%%
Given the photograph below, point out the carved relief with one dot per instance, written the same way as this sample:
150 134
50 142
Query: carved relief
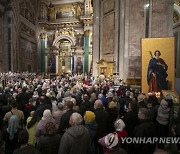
108 6
27 12
27 30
%%
Directions for this task =>
Copy out every line of the records above, including all the text, and leave out the pictures. Multiply each coordinate in the answers by 1.15 and round the result to a whole number, rounding halves up.

Problem solution =>
Given the photograph below, point out the carved relief with one dot per instance, written the same way as this sample:
150 134
50 142
Query: carved relief
124 7
31 14
31 35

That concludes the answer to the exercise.